● Exercise instructions: Go through the material and write it all out exactly, minus the pictures.

── Entries supplied ──

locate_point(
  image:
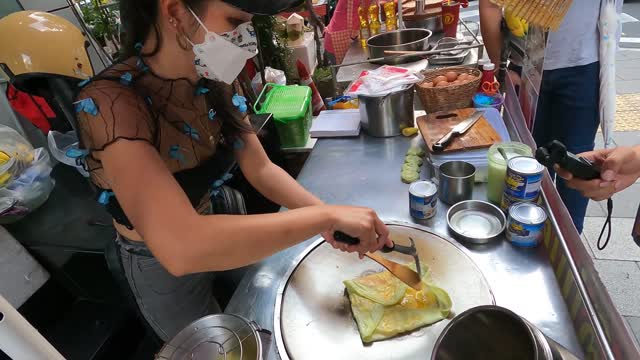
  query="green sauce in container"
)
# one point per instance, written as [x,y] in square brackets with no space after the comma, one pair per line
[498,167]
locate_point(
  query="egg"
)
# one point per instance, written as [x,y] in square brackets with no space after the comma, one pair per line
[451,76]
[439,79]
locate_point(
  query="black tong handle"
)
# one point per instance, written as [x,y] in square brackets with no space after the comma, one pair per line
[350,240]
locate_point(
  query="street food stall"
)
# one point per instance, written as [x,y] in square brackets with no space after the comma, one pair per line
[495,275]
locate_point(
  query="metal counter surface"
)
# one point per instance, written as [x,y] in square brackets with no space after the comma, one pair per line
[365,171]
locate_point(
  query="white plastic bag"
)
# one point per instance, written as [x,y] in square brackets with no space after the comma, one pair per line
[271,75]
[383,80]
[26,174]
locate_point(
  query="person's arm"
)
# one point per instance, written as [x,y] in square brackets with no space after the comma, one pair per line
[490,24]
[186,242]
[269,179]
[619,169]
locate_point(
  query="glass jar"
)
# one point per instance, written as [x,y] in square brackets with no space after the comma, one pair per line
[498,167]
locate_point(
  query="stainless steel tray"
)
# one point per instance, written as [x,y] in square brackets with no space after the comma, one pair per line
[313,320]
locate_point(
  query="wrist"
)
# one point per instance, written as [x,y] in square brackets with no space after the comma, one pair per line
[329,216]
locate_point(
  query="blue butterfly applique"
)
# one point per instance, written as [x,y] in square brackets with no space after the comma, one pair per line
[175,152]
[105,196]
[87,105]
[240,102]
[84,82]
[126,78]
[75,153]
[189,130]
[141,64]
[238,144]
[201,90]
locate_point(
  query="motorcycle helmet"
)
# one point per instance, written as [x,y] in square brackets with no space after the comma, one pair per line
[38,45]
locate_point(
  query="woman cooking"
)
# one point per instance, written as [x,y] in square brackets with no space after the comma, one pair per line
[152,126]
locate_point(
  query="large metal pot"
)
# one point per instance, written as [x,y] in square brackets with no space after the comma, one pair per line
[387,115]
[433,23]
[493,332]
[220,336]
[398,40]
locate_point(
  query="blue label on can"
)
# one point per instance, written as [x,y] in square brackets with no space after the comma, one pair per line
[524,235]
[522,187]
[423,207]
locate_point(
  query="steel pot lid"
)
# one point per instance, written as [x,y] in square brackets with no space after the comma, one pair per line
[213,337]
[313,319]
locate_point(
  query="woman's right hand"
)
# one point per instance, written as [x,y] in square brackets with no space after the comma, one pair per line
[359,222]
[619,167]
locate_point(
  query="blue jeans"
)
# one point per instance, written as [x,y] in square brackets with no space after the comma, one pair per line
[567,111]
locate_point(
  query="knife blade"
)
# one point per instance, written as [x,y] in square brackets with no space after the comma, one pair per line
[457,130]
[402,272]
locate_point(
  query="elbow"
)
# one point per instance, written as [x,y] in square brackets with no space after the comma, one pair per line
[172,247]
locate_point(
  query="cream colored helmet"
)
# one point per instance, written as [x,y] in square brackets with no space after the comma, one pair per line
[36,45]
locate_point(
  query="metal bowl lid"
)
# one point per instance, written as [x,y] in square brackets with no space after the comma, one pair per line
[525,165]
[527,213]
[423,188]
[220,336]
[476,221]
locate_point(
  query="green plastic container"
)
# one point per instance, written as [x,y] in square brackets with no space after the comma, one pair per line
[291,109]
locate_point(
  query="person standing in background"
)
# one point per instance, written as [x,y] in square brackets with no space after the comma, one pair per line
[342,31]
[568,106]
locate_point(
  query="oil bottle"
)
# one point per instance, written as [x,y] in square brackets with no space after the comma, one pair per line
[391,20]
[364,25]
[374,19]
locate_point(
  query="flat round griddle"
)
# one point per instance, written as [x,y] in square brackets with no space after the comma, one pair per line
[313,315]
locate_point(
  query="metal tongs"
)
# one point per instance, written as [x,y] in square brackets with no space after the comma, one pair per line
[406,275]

───

● Task output:
locate_point(
  image:
  query="green sauce in container"
)
# one point per instance, written as [x,y] in square brackets with no space after the comma, one pair per line
[498,167]
locate_point(
  query="egg"
)
# one point per instance, written as [x,y] in square brackets with no space after the comma, one pair per line
[451,76]
[439,79]
locate_point(
  query="black tong handle"
)
# one point per instance, written as [x,y] in square brackets with no space after the comma, one pair per line
[350,240]
locate_point(
  query="street food stall"
)
# one point per instance, written as [x,y] in square brackets with no space after the comma, one pair per line
[495,275]
locate_point(
  query="metal counter surface"
)
# one point per instance, written as [x,y] in square brackets with no space after the comma, one pair per line
[365,171]
locate_point(
  query="white plastic bag"
)
# one point per instance, written as [x,y] in square brackets with no space after the comma, one pair per line
[271,75]
[383,80]
[26,174]
locate_point(
  query="person's arm"
)
# one point per instance, written as [x,y] in square brackets with no space after the comma, one pair per line
[490,24]
[186,242]
[269,179]
[619,169]
locate_point(
  query="glass jar"
)
# one point per instance, written as [x,y] in square brackets with no space after the comma, one pair per line
[498,167]
locate_point(
  query="stainless steel tray"
)
# one point per instance, written as [x,y] in square brackets with no space after the comma, one pair per line
[313,320]
locate_point(
  query="wrist"
)
# one point per instance, written as [x,y] in square brackets with no space after the comma, one pair per line
[329,216]
locate_point(
  query="blue butterfly applique"
)
# one point per instance, written as [x,y] in square brackets with no space after the comma, one pair per line
[175,152]
[105,196]
[87,105]
[240,102]
[84,82]
[126,78]
[75,153]
[189,130]
[141,64]
[238,144]
[201,90]
locate_point(
  query="motorcycle helmet"
)
# one point per instance, written as [x,y] in square brackets with no space after the comma, one pair per line
[38,45]
locate_point(
  query="woman cooking"
)
# one point per instance, written as [x,y] in square brackets with no space after the comma, one pair per line
[152,126]
locate_point(
  query="large metal pot"
)
# one point per instance, written as [x,y] in square brackets with no space after the comma, one pair per line
[387,115]
[433,23]
[493,332]
[220,336]
[398,40]
locate_point(
  query="blue label on can"
)
# one point per instance, written as [x,y] in square brackets with no space after the comma, one pair per line
[524,235]
[522,187]
[423,207]
locate_point(
  query="steel pot lid"
)
# one point per instance, written as [x,y] in square brackets with no space after the comma, one pair per line
[213,337]
[313,319]
locate_point(
  query="woman's right hand"
)
# one point per instance, written as [x,y] in square brackets with no space after the comma, one pair per line
[359,222]
[619,167]
locate_point(
  query="blue jeans"
)
# one point per instance, written as [x,y] in square brackets with no space after the comma, one pair per line
[567,111]
locate_point(
  query="knife blade"
)
# one point per instance, written as [x,y] in square brackets with no space after the comma, one pair per line
[457,130]
[402,272]
locate_point(
  query="elbow"
)
# one point per instance, written as [x,y] in square brackets with no space after the comma, one pair per line
[172,247]
locate_point(
  query="cream colored helmet"
)
# one point per instance, written as [x,y] in square brackets with no space after the comma, one pair per line
[36,45]
locate_point(
  query="metal bowl lid"
)
# one point per instance, written as [x,y] in square brackets with no space after the comma, one pair per line
[525,165]
[527,213]
[423,188]
[220,336]
[476,221]
locate_point(
  query="green plastic container"
)
# one point per instance, written as [x,y] in square brackets with no space after the comma, one pair per line
[291,109]
locate_point(
  query="person standing in background"
)
# one point per instance, written as [x,y] in square brackets with no space after the comma, one pair per line
[342,31]
[568,106]
locate_point(
  query="oil bottle"
)
# one point per instance, written as [x,y] in square brackets with no space after the comma, one pair per line
[391,20]
[364,25]
[374,19]
locate_point(
  query="flat round griddle"
)
# one point per instance, written as [x,y] in square brackets with no space after the comma, one pair per line
[313,315]
locate_point(
  query="metal tongs"
)
# one point per instance, written as [x,y] in square brackets with no space after the comma, one pair per line
[406,275]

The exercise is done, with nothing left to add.